■ **PAGE**:
+-------+
Every time a traditional bricks and mortar retailer goes under, it creates more demand for chips.
Netflix (NFLX) alone is probably responsible for a doubling of global semiconductor demand in the past decade because of the downloading millions of two hour long movies a week by its entertainment starved customers.
Cocooning and binge watching is this company's dream come true.
If you haven't noticed, those fancy new applications you have been buying have been getting faster, smarter, with better resolution and functionality, eating up voracious amounts of memory.
Every time there is a major hack somewhere in the world, chip demand inspired by the urgent enhancing of security measures explodes.
Automobiles, too, are major new drivers of chip demand. My Tesla S-1 (TSLA) boasts a massive 24 gigabytes of computing capacity, more than most PC's. General Motors (GM) will have to install the same just to play catch up.
And the rapid diffusion of artificial intelligence algorithms is coming into play.
This is why my top pick for 2016 NVIDIA (NVDA) doubled in a mere two months, and then doubled again. It was not alone. (NVDA) could double a third time from the recent $180 low.
Lam Research (LRCX), which is growing revenues 60% YOY, and Micron Technology (MU) could do the same.
There are two other new secular trends that analysts hadn't counted on.
As old hard drives with their quaintly spinning disks die off, they are being replace with solid state, solid silicon devices, with no moving parts.
But even the relentless 24/7 cycle of online commerce wears these out, creating yet another upgrade cycle.
I have been telling readers for a decade now that if they want to be lazy and invest in only one sector, it had to be technology.
It's nice to see all of this coming to pass.
+-------+
■ **STATED GOAL 1**: Count the lines in the listing below that contain the string "black", and give only that number.
+-------+
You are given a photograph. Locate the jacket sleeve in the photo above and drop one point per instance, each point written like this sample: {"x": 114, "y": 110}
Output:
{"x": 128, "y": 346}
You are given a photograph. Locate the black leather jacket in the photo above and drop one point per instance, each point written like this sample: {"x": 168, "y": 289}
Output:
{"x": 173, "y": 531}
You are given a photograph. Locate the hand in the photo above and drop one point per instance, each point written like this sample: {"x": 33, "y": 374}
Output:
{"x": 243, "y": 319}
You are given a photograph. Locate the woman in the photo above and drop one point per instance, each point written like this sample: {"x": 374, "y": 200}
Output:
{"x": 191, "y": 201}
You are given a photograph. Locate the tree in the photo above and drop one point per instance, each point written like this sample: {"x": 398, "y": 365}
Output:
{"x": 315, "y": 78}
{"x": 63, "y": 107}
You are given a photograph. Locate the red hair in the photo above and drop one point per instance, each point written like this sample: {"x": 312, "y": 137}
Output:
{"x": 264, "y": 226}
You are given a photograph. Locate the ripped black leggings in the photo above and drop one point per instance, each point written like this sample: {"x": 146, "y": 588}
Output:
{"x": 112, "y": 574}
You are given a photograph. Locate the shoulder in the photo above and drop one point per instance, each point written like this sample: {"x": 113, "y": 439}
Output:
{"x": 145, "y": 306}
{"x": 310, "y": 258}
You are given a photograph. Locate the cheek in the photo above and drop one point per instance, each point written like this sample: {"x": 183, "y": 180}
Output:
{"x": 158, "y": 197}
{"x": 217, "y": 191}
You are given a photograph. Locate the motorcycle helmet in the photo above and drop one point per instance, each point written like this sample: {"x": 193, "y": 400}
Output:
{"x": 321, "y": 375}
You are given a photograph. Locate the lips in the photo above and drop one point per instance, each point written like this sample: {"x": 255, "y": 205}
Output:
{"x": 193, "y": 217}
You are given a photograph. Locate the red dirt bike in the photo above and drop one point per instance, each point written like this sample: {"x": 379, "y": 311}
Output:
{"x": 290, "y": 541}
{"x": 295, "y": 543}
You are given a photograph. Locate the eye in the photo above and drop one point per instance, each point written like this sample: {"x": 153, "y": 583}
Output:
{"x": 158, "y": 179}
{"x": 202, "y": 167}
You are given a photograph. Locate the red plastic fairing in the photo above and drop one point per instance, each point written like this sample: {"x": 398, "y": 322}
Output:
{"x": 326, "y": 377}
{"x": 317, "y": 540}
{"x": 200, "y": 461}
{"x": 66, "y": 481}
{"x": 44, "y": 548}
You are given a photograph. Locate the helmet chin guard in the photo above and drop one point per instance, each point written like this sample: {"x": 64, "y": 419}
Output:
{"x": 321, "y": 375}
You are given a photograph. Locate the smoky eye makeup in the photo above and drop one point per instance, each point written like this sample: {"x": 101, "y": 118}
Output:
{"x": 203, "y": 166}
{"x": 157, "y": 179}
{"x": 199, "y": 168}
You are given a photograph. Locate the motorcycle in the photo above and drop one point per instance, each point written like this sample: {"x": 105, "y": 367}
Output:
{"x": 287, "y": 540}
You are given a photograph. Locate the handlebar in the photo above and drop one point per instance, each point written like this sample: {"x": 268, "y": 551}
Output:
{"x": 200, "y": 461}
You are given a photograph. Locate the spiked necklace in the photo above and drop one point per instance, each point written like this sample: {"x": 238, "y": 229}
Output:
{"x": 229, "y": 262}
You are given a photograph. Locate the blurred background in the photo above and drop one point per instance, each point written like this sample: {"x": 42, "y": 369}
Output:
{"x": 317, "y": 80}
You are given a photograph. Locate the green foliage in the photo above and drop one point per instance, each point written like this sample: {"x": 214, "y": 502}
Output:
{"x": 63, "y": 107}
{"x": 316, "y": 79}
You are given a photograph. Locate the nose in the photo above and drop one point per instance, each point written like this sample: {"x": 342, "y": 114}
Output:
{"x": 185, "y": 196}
+-------+
■ **STATED GOAL 2**: Reproduce word for word the stretch of the chip-demand passage from "Every time a" through "amounts of memory.".

■ **COMPLETE ANSWER 1**: 2

■ **COMPLETE ANSWER 2**:
Every time a traditional bricks and mortar retailer goes under, it creates more demand for chips.
Netflix (NFLX) alone is probably responsible for a doubling of global semiconductor demand in the past decade because of the downloading millions of two hour long movies a week by its entertainment starved customers.
Cocooning and binge watching is this company's dream come true.
If you haven't noticed, those fancy new applications you have been buying have been getting faster, smarter, with better resolution and functionality, eating up voracious amounts of memory.